- **TEXT EXCERPT**

Saturday, March 28, 2009

Delete the repeated word?

ABM missile - Anti Ballistic Missile missile

AC current - Alternating Current current

ATM machine - Automated Teller Machine machine

BASIC code - Beginners All-purpose Symbolic Instruction Code code

CAD design - Computer-Aided Design design

CD disks - Compact Disk disks

CNN news network - Cable News Network news network

EMS Service - Emergency Medical Service Service.

GMT time - Greenwich Mean Time time

HIV virus - Human Immunodeficiency Virus virus

ISBN number - Intenational Standard Book Number number

ISDN network - Integrated Services Digital Network network.

LCD display - Liquid-Crystal Display display

NATO organization - North Atlantic Treaty Organization organization

PIN number - Private Identification Number number

RAM memory - Random Access Memory memory

SAT test - Scholastic Aptitude Test test


Do you realize that we are repeating the last word like an echo. This needless repetition of an idea in a different word or phrase or sentence is known as pleonasm . It is also known as redundancy or tautology.


Ponder over expressions as

climb up

ice cold

completely blind

freezing cold

handwritten manuscript

invited guests

pre planning

refer back

This is due to the influence of foreign languages on English . It is used deliberately for emphasis or from lack of realization that the words are redundant.

Does it not look like the opposite of oxymoron.

Thursday, March 26, 2009

Departure after death

What happens after you die?
Everyone mourns.
What happens to your body?

Some people would sigh and say "After I am dead why would I worry about what happens to me." A few are definite about the way they want to go. Unfortunately many are too late in deciding and have to leave it to the living. While complacent others have no choice but to abide by their religious norms.

The practice of disposing of bodies by burning is almost as old as the human race itself and has been practised by many civilizations.

In the Book of Genesis Abraham was ordered by God to prepare the funeral pyre for the sacrifice of his son, Isaac. By the time of the ancient Roman and Greek civilizations cremation had been the general method of disposing off the dead. (Courtesy BBC)

In India, Hinduism, cremate dead bodies in the open. Cremation is seen as the only way to return the body to the five elements of fire, water, earth, air and after cremation the ashes are poured into the sacred river Ganges or into the sea. This was detrimental to the environment. Till the intervention of Raja Ram Mohan Roy a Hindu wife was burnt alive with the dead body of her husband.

The Egyptians popularized the custom of Mummification, - drying of bodies to preserve them and to use stone coffins in the early Roman Empire long before the coming of Christianity.

Early Christians, influenced by the New Testament rejected cremation as a hangover from pagan times. They believed that the body of Christ was entombed according to Jewish rites. With the belief in the resurrection of the dead, cremation fell into disfavor. By the fifth century the practice had become almost completely obsolete.

The Christians also believed that you should present yourself before your Maker as an entire body rather than a pile of burnt bone fragments.

In the early 19th Century, some British officials in India campaigned for crematoria to be built to stop the Hindu custom of burning bodies in the open air.

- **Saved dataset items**
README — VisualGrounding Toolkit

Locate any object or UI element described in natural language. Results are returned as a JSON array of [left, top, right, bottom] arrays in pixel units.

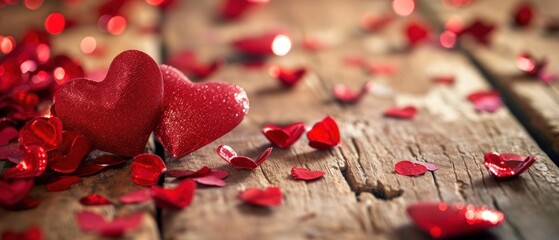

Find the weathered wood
[[162, 0, 559, 239]]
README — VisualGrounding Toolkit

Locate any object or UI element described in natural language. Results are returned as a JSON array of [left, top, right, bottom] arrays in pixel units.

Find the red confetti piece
[[217, 145, 273, 169], [394, 160, 427, 176], [80, 193, 113, 206], [262, 122, 305, 148], [3, 145, 47, 179], [119, 189, 151, 204], [483, 152, 537, 178], [48, 131, 91, 173], [239, 187, 282, 207], [468, 90, 503, 113], [333, 82, 373, 103], [76, 211, 144, 237], [384, 106, 417, 119], [151, 180, 196, 210], [130, 153, 167, 187], [307, 116, 340, 149], [0, 179, 34, 207], [19, 116, 62, 151], [1, 226, 44, 240], [407, 203, 505, 239], [46, 176, 81, 192], [291, 167, 326, 181]]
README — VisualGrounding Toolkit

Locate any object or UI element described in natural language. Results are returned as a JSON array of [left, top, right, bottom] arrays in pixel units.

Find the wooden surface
[[0, 0, 559, 239]]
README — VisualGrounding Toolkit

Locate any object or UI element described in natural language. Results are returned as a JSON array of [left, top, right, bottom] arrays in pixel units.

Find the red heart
[[3, 145, 47, 179], [55, 50, 163, 156], [151, 180, 196, 209], [307, 116, 340, 149], [239, 187, 282, 207], [130, 153, 167, 187], [394, 160, 427, 176], [155, 65, 249, 158], [19, 116, 62, 151], [407, 203, 505, 238], [217, 145, 272, 169], [291, 167, 326, 181], [48, 131, 91, 173], [262, 122, 305, 148], [483, 152, 537, 178]]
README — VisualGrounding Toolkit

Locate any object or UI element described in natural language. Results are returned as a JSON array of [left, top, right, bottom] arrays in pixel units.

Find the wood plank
[[162, 0, 559, 239]]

- **TO DO**
(1) In the blog text, what two other names does it give for pleonasm?
(2) Pick up the blog text on burial and cremation customs where it stops.
These entries have nothing to do with the blog text.

- **RESULTS**
(1) Redundancy and tautology.

(2)
Sir Henry Thompson, F.R.C.S., Surgeon to Queen Victoria, became the first and chief promoter of cremation in England.

The appalling conditions in many of the overcrowded burial grounds of Britain's major cities, together with the mounting costs of the pomp and ceremony of Victorian funerals, attracted people to a cheaper and cleaner way of disposal. It was becoming a necessary sanitary precaution against the propagation of disease among a population daily growing larger in density.

In some places, burials are impractical because the ground water is too high. Crypts in churches were used as tombs.

Burial is not always permanent. In some areas, burial grounds need to be re-used because of limited space. Once the dead decomposed to skeletons, the bones are removed; and placed in an ossuary.

Cremation would reduce the expense of funerals, spare mourners the necessity of standing exposed to the weather and the ashes, kept in urns, would be safe from vandalism. Sir Henry Thompson boldly advanced a further economic-technical argument that the ashes might be used as fertilizer!

On the other hand, cremation also poses problems.
Cremation could be used to destroy evidence of murder and mischief before a body could be properly examined. If buried, bodies could be exhumed on suspicion.

In 1878, the furnace was successfully tested on the body of a horse. It proved that an adult human body could be burnt to ashes in one to two hours with no smoke or effluvia escaping from the chimney.

In February, 1884, cremation was made legal in England.

Cremations in closed furnaces had already taken place in Germany.
The cremation movement spread to various parts of the British Empire, South Africa, Australia and New Zealand.

Resistance to cremation continued till the mass slaughter of the First World War began to change people's social views.

In 1963 the Pope finally lifted the ban on Roman Catholics seeking cremation. Today only a few religious groups, including Muslims, Orthodox Jews and the Greek and Russian Orthodox churches, still actively oppose cremation.

The church does not allow cremated remains to be scattered or kept at home. It is to be entombed.

In Sikhism cremation is the preferred method of disposal. Burial or submergence at sea is acceptable.
"Burial at sea" means the disposal of a corpse into the ocean, wrapped and tied with weights to make sure it sinks.

99.82% of all deceased Japanese are cremated, but a burial in a family grave is allowed.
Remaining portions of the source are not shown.